*DATA RECORDS:*
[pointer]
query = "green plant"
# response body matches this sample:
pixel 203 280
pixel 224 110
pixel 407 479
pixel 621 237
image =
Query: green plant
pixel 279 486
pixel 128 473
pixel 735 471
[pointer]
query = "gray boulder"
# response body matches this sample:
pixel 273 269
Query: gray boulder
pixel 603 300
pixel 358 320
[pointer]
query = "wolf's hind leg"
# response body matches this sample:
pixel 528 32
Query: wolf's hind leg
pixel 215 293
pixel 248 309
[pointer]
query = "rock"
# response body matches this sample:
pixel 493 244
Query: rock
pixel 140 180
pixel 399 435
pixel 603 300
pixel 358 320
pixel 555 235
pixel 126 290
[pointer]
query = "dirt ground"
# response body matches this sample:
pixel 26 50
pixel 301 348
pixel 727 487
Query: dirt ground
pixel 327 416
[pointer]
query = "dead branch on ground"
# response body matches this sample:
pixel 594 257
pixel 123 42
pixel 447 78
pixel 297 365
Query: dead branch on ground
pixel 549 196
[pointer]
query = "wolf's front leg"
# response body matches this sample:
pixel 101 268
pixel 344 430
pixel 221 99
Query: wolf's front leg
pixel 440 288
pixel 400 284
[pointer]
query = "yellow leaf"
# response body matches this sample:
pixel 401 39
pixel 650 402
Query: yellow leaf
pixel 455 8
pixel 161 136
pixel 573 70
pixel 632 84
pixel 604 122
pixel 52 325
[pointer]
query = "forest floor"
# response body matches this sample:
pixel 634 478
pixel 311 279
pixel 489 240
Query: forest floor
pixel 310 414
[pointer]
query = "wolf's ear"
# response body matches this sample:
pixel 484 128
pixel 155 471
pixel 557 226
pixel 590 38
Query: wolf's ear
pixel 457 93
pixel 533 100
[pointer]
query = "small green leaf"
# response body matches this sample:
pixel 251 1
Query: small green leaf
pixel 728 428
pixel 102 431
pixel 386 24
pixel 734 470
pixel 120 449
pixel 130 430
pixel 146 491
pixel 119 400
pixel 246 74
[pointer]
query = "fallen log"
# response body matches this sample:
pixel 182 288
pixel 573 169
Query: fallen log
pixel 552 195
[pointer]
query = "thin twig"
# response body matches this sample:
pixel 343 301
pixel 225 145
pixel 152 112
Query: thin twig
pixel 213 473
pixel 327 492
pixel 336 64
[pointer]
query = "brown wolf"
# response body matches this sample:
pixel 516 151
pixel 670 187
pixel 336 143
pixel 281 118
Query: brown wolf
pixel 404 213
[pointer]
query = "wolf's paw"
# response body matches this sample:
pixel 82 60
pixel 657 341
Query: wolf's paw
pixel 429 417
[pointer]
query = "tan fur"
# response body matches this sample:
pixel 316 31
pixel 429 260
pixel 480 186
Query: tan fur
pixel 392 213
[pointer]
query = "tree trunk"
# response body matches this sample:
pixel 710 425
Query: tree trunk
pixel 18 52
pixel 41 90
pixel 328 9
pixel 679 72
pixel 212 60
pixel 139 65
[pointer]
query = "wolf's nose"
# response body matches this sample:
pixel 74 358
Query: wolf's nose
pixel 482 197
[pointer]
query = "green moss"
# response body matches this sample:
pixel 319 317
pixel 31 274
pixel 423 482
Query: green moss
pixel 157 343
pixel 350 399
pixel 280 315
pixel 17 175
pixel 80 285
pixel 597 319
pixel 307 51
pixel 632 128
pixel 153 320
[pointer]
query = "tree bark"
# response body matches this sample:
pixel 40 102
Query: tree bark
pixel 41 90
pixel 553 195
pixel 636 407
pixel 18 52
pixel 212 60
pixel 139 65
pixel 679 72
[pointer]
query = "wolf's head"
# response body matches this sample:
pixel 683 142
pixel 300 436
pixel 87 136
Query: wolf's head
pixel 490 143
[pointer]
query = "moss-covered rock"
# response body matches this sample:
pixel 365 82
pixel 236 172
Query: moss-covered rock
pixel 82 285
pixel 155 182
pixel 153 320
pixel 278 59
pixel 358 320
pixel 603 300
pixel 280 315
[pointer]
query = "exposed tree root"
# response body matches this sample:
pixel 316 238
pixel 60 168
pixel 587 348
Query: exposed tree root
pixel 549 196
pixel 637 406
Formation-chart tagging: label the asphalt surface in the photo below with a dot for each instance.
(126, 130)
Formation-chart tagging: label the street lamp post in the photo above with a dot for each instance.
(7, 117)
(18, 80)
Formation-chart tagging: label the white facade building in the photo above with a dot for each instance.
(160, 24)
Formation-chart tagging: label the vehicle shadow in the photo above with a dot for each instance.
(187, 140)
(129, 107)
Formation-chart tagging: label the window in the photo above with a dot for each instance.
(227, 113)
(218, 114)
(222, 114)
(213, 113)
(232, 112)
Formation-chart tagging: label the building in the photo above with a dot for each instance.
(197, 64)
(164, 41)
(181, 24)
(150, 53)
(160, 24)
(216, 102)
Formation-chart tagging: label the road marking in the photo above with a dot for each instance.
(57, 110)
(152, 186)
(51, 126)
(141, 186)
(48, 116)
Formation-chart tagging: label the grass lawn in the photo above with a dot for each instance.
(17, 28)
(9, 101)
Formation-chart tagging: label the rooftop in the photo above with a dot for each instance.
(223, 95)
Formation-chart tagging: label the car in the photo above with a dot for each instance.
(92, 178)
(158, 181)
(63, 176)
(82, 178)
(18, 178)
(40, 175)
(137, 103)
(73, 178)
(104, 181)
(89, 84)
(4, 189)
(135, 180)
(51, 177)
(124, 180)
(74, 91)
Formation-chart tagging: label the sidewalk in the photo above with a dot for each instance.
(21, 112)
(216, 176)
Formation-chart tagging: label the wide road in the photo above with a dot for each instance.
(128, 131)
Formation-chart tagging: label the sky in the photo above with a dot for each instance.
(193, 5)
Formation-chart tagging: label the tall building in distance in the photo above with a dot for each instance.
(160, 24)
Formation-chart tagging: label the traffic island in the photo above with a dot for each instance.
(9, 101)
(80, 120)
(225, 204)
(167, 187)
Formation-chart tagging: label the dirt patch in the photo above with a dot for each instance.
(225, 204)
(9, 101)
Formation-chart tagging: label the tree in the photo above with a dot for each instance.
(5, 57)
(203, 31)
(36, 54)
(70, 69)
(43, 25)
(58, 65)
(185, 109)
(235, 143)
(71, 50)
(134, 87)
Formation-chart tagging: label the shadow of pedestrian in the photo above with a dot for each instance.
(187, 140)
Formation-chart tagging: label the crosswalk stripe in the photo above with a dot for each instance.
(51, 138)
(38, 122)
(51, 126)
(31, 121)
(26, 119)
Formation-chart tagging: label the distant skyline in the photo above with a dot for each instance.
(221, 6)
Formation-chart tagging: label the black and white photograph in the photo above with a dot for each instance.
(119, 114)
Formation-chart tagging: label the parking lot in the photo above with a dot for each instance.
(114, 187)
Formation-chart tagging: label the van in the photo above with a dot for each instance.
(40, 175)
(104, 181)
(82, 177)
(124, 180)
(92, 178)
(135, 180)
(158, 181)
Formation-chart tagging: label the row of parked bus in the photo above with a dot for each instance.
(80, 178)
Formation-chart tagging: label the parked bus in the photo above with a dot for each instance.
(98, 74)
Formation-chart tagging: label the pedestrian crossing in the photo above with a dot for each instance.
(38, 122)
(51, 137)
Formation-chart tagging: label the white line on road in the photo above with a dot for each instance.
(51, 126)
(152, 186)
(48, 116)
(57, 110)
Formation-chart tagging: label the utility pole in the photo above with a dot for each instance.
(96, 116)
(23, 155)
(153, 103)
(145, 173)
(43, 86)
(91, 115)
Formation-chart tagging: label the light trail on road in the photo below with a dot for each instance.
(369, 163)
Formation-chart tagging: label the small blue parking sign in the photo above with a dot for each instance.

*TASK BRIEF:*
The records shown earlier should all be returned verbatim.

*EXERCISE RESPONSE:*
[pointer]
query = "green plant"
# response body matches this sample:
pixel 203 280
pixel 224 110
pixel 407 479
pixel 621 237
image =
Query: green plant
pixel 279 486
pixel 128 473
pixel 735 471
[pointer]
query = "gray boulder"
# response body matches this sample:
pixel 273 269
Query: gray boulder
pixel 603 300
pixel 358 320
[pointer]
query = "wolf's hind leg"
# response body matches this sample:
pixel 528 32
Query: wolf's hind leg
pixel 215 293
pixel 248 309
[pointer]
query = "rock"
# response body matches this sample:
pixel 493 244
Query: rock
pixel 140 180
pixel 399 435
pixel 603 300
pixel 358 320
pixel 555 235
pixel 126 290
[pointer]
query = "dirt ground"
# response body matches this sample:
pixel 26 50
pixel 301 348
pixel 727 487
Query: dirt ground
pixel 327 416
[pointer]
query = "dead branch on ground"
# response body matches this sample:
pixel 594 257
pixel 123 42
pixel 447 78
pixel 297 365
Query: dead branch on ground
pixel 549 196
[pointer]
query = "wolf's front leg"
# response body matches this sample:
pixel 101 268
pixel 344 430
pixel 221 99
Query: wolf's front leg
pixel 440 288
pixel 400 284
[pointer]
query = "yellow leaf"
# response body matches this sample:
pixel 401 39
pixel 650 402
Query: yellow leaf
pixel 455 8
pixel 161 136
pixel 573 70
pixel 632 84
pixel 604 122
pixel 52 325
[pointer]
query = "forest floor"
# response body matches this sample:
pixel 634 478
pixel 311 279
pixel 489 240
Query: forest floor
pixel 310 414
[pointer]
query = "wolf's ear"
# response body matches this sample:
pixel 484 128
pixel 155 471
pixel 557 226
pixel 590 38
Query: wolf's ear
pixel 457 93
pixel 533 100
[pointer]
query = "small green leaf"
# response body matches this sample:
pixel 251 1
Query: small green leaf
pixel 728 428
pixel 102 431
pixel 386 24
pixel 734 470
pixel 120 449
pixel 130 430
pixel 146 491
pixel 119 400
pixel 246 74
[pointer]
query = "fallen log"
# response body matches this sample:
pixel 182 288
pixel 573 169
Query: fallen log
pixel 552 195
[pointer]
query = "thin twig"
# response body matches this sample:
pixel 343 301
pixel 225 145
pixel 152 112
Query: thin twig
pixel 213 473
pixel 327 492
pixel 336 64
[pointer]
query = "brown wolf"
# response body matches this sample:
pixel 516 151
pixel 670 187
pixel 336 143
pixel 281 118
Query: brown wolf
pixel 404 213
[pointer]
query = "wolf's paw"
# response body matches this sample:
pixel 82 60
pixel 657 341
Query: wolf's paw
pixel 429 417
[pointer]
query = "tan fur"
# response body matches this sample:
pixel 316 31
pixel 429 260
pixel 480 186
Query: tan fur
pixel 392 213
[pointer]
query = "tree trunk"
# response body matches this sample:
pixel 710 425
Query: tree trunk
pixel 18 52
pixel 41 90
pixel 328 9
pixel 679 72
pixel 212 60
pixel 139 65
[pointer]
query = "wolf's nose"
# response body matches this sample:
pixel 74 358
Query: wolf's nose
pixel 482 197
[pointer]
query = "green moss"
# response body matches this sample:
pixel 319 317
pixel 31 274
pixel 423 482
Query: green moss
pixel 157 343
pixel 350 399
pixel 280 315
pixel 17 175
pixel 80 285
pixel 597 319
pixel 307 51
pixel 632 128
pixel 153 320
[pointer]
query = "tree bark"
# response body matches this sample:
pixel 40 102
Query: tree bark
pixel 41 90
pixel 553 195
pixel 636 407
pixel 18 52
pixel 212 60
pixel 139 65
pixel 679 72
[pointer]
query = "wolf's head"
# response body matches this sample:
pixel 683 142
pixel 300 436
pixel 87 136
Query: wolf's head
pixel 490 143
[pointer]
query = "moss-covered rock"
# response body matches this sample:
pixel 365 82
pixel 236 172
Query: moss-covered rock
pixel 82 285
pixel 155 182
pixel 153 320
pixel 278 59
pixel 358 320
pixel 603 300
pixel 280 315
[pointer]
query = "exposed tree root"
# response body matches this sample:
pixel 316 238
pixel 60 168
pixel 587 348
Query: exposed tree root
pixel 549 196
pixel 637 406
Formation-chart tagging: label the asphalt surface in the photo below with a dot for each instance.
(126, 130)
Formation-chart tagging: label the street lamp post in the photo above with a dot for each instance.
(7, 117)
(18, 80)
Formation-chart tagging: label the white facade building in the photo above with a dot for each instance.
(160, 24)
Formation-chart tagging: label the vehicle shadow in the photo above with a dot for each instance.
(187, 140)
(129, 107)
Formation-chart tagging: label the window in the photo above with a dot for each instance.
(227, 113)
(218, 114)
(222, 114)
(213, 113)
(232, 112)
Formation-chart tagging: label the building in the photo above with a dot for each instance.
(197, 64)
(164, 41)
(181, 24)
(150, 53)
(160, 24)
(216, 102)
Formation-chart tagging: label the road marking in the photo above with a dot for each instance.
(57, 110)
(152, 186)
(51, 126)
(141, 186)
(48, 116)
Formation-chart tagging: label the grass lawn in the photo above with a dot for each instance.
(17, 28)
(9, 101)
Formation-chart tagging: label the rooftop in the photo above with a dot for each instance.
(223, 95)
Formation-chart tagging: label the car in the photo above with a dot for each instance.
(92, 178)
(158, 181)
(63, 176)
(82, 178)
(18, 178)
(40, 175)
(137, 103)
(73, 178)
(104, 181)
(89, 84)
(4, 189)
(135, 180)
(51, 177)
(124, 180)
(74, 91)
Formation-chart tagging: label the sidewalk in the photo above with a dot for each instance.
(21, 112)
(216, 176)
Formation-chart tagging: label the wide road in the photo above with a dot for each instance.
(128, 131)
Formation-chart tagging: label the sky in the photo above with a dot for each instance.
(193, 5)
Formation-chart tagging: label the tall building in distance in the photo above with a dot for each instance.
(160, 24)
Formation-chart tagging: label the traffic island in the photo above with a dot for each instance.
(9, 101)
(80, 120)
(225, 204)
(167, 187)
Formation-chart tagging: label the dirt patch in the photo above with a dot for each instance.
(225, 204)
(9, 101)
Formation-chart tagging: label the tree in the photo above with a dot for each instance.
(5, 57)
(203, 31)
(36, 54)
(70, 69)
(43, 25)
(58, 65)
(185, 109)
(235, 143)
(71, 50)
(134, 87)
Formation-chart tagging: label the shadow of pedestrian in the photo above with a dot for each instance.
(187, 140)
Formation-chart tagging: label the crosswalk stripe in the photo above with a dot for each instance.
(51, 138)
(38, 122)
(51, 126)
(31, 121)
(26, 119)
Formation-chart tagging: label the distant skyline in the photo above with a dot for each instance.
(221, 6)
Formation-chart tagging: label the black and white photograph in the photo above with a dot for each instance.
(119, 114)
Formation-chart tagging: label the parking lot in the photo above with a dot for each instance.
(114, 187)
Formation-chart tagging: label the van in the photo above with a dot for each instance.
(40, 175)
(104, 181)
(82, 177)
(124, 180)
(92, 178)
(135, 180)
(158, 181)
Formation-chart tagging: label the row of parked bus in the photo above with a dot for each instance.
(80, 178)
Formation-chart tagging: label the parked bus in the photo above with a dot for each instance.
(98, 74)
Formation-chart tagging: label the pedestrian crossing in the photo above with a dot for each instance.
(38, 122)
(51, 137)
Formation-chart tagging: label the white line on road in the photo above with a dot for each instance.
(51, 126)
(152, 186)
(48, 116)
(57, 110)
Formation-chart tagging: label the utility pole in the photo above with a dot for each instance.
(96, 116)
(23, 155)
(153, 103)
(145, 173)
(43, 86)
(91, 115)
Formation-chart tagging: label the light trail on road in the photo below with a dot for each instance.
(369, 163)
Formation-chart tagging: label the small blue parking sign in the photo above with a dot for each instance.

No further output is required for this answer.